▸ 文書抜粋

◆新素材・ モバイル検査機器の可能性を秘める光ディスク技術のバイオ分析への活用
 先端技術◆ 

 DNAやタンパク質などのバイオ分析を普及するためには安価な機器の開発が必要である。民生用の光ディスクで使用されている光ピックアップを光源とし,金属遮光膜を付加して検出感度を上げたバイオチップ基板を使用したシステムを制作した。この装置を用いて蛍光色素と結合したDNAの検出感度を測定し,バイオ分析に使用できることを確認した。この方法が確立できれば在宅診断,途上国での感染症検査,個人認証や一般家庭での食品検査など,医療・食品・環境分野で技術的な革命をもたらすものと期待される。

A1028】      光ディスク用ピックアップを用いたマイクロチャネル上の蛍光検出

(シャープデバイス研)○宮島欣幸・藤 寛・鍵沢 篤
[連絡者:藤 寛,電話0743-65-0597]

 DNAやたんぱく質などのバイオ分析は、患者個人毎の治療や、病気に応じた最適な創薬など、高度医療に応用されようとしている。分析用のプローブとしては、生体環境に影響の少ないレーザ光などの光源が広く使用されている。しかし、現状では装置が高価であるため、研究機関、検査機関や大病院などの特定の機関でしか検査できない状況にある。
 一方、レーザ光源自体は、広く民生用の機器の中に普及している。特に、コンパクトディスク(CD)やディジタルビデオディスク(DVD)などの光ディスク装置には、半導体レーザを使用した安価で高品質な光ピックアップという光源が備わっている。

▸ 提供データ
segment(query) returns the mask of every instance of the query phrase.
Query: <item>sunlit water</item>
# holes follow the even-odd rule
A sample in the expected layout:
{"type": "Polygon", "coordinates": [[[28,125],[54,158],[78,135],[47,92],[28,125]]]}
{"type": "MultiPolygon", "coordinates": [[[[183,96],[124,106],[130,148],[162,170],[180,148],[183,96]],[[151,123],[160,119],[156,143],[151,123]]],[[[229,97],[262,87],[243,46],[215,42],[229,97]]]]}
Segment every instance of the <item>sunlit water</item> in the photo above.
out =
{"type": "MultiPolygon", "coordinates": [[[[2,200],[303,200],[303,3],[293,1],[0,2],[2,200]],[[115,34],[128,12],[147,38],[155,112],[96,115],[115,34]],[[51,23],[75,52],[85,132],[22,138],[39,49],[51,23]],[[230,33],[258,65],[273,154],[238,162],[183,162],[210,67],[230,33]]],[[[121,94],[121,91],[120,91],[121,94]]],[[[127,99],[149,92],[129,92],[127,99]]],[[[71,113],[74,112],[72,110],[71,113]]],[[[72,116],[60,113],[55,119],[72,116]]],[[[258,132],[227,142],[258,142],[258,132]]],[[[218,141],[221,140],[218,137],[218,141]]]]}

▸ 課題指示
光ディスクのバイオ分析に関する文書から、「(シャープデバイス研)○宮島欣幸・藤 寛・鍵沢 篤」を含む語句で始まり「プという光源が備わっている。」で終わる部分を、一字も変えずに書き写してください。

▸ 課題の結果
(シャープデバイス研)○宮島欣幸・藤 寛・鍵沢 篤
[連絡者:藤 寛,電話0743-65-0597]

 DNAやたんぱく質などのバイオ分析は、患者個人毎の治療や、病気に応じた最適な創薬など、高度医療に応用されようとしている。分析用のプローブとしては、生体環境に影響の少ないレーザ光などの光源が広く使用されている。しかし、現状では装置が高価であるため、研究機関、検査機関や大病院などの特定の機関でしか検査できない状況にある。
 一方、レーザ光源自体は、広く民生用の機器の中に普及している。特に、コンパクトディスク(CD)やディジタルビデオディスク(DVD)などの光ディスク装置には、半導体レーザを使用した安価で高品質な光ピックアップという光源が備わっている。